His real name is Gordon, of course. He adopted “Sting” 50 years ago, when he was bassist with a short-lived Tyneside band called the Phoenix Jazzmen — and when he hit the big time it stuck, because Gordon is no name for an international rock star.
But Sting is no name for a pensioner. Especially a Geordie pensioner.
Gordon is — which is why the time has come for him to bite the bullet and ditch the nickname. No-one will think any the worse of him. Indeed it may result in one last flowering of his career, especially if he takes to the road on a tour of working men’s clubs.
And if nothing else it will prove that it can be done. Bono and the The Edge out of U2 are only 60 and 59 respectively, but in 10 years they will be grateful to follow Sting’s lead and revert to Paul and David, as nature intended.
A great new online game for the over-50s was launched this week. It’s called “Book A Vaccine” and it has become all the rage.
To play, you have to log on to the NHS Covid Vaccine website, enter your details, and then try and book a date, time and a venue for your jab. You have to be quick, mind! At any one time as many as 20,000 over-50s in your postcode area are trying to nab the same prime slot as you.
The game is perfectly suited to those who misspent their youth in amusement arcades, playing Galaxians or Track & Field. Nimble fingers and sharp reflexes all but guarantee you’ll get your vaccine within a 10-mile radius of your home.
However if you’re too slow, or you press the wrong button, you can end up having to drive up to 100 miles for an 8.45am appointment in a town you’ve never heard of. Forget to book your second jab at the same time, it’s game over and you have to start again.
I used to be quite good at Space Invaders, but that was clearly a long time ago. My nearest clinic is in Carlisle, but the best I could get on “Book A Vaccine” was Grasmere pharmacy a week on Sunday.
Still, it’ll be a nice day out as long as it doesn’t rain.
YOU SAY TOMARTO
Are you looking forward to the new series of Line of Duty, which starts on Sunday night?
Do you think that affable Superintendent Ted Hastings is “H”? Or, like his AC-12 colleague DI Kate Fleming, do you think he is “Haitch”?
Throughout the series, as in real life, the way Kate says this particular letter has been a source of intense irritation for me. Call me a pedant but “Haitch” is up there with “mischievious” and “lacksadaisical” in the list of verbal tics which set my teeth on edge.
I mean, if the police can’t get their basic pronounciation right then what hope is there for the rest of us?
Her days as supreme leader of Scotland may be numbered, but I won’t hear a word against Nicola Sturgeon after her decision to lift restrictions and re-open the church hall in Gretna on April 4, thereby allowing my band Reiver to resume rehearsals after three months’ enforced hiatus.
Even so, it may be cutting it fine. More than a year since we were founded in lockdown, it looks like we’ve finally got a gig. Next step: get some songs.
Undercooked or not, the farmer’s market at Dumfries on May 8 is the place to be if you want to see North Cumbria and South-West Scotland’s premier five-piece covers band in action.
Will Nicola still be in power then? If not, then her fall will have been spectacular.
Then again fate has a way of dealing with even the most impregnable leaders.
Take John Magufuli, president of Tanzania since 2015. A fervent Covid-19 sceptic who believed prayer was more effective than vaccines, he had just secured another uncontested five years in power when he died this week aged 61, most probably of Covid-19.
As someone who attempts to earn a crust from writing, I’ve always fully subscribed to Gore Vidal’s maxim: “Whenever a friend succeeds, a little something in me dies.”
The same does not apply to little sisters, however. This week Lucie Brownlee won a prestigious nationwide sit-com writing competition and for now I could not be prouder. The recognition is more than well deserved, and she is a star in the making.
(This fraternal goodwill will quickly wear off, of course, and when it does I’ll be suing for my share of the intellectual property rights along with the rest of the family.)

◆ **Material shown**
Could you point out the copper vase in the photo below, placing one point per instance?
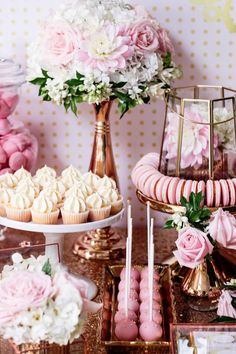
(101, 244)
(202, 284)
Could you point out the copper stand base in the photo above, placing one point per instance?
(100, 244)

* * *

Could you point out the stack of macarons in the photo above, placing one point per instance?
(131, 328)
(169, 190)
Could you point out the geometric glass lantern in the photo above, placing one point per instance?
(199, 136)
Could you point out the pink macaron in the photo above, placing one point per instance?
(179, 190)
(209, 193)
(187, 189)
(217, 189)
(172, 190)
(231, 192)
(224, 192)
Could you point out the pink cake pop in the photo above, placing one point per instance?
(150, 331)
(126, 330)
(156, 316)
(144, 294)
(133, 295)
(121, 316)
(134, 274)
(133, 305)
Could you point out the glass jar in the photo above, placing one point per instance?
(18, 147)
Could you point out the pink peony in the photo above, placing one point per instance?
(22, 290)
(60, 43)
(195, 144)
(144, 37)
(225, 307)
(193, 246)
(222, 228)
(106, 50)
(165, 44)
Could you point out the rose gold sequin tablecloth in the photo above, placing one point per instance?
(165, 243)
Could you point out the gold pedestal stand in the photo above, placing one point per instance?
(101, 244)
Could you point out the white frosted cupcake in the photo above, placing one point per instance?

◆ **Exercise set**
a) Rewrite the part of the column starting at "Even so, it" and ending at "band in action.", replacing "gig" with "booking".
b) According to the column, on what date does the church hall in Gretna re-open?
Use only the column to respond.

◆ **Answer section**
a)
Even so, it may be cutting it fine. More than a year since we were founded in lockdown, it looks like we’ve finally got a booking. Next step: get some songs.
Undercooked or not, the farmer’s market at Dumfries on May 8 is the place to be if you want to see North Cumbria and South-West Scotland’s premier five-piece covers band in action.

b) April 4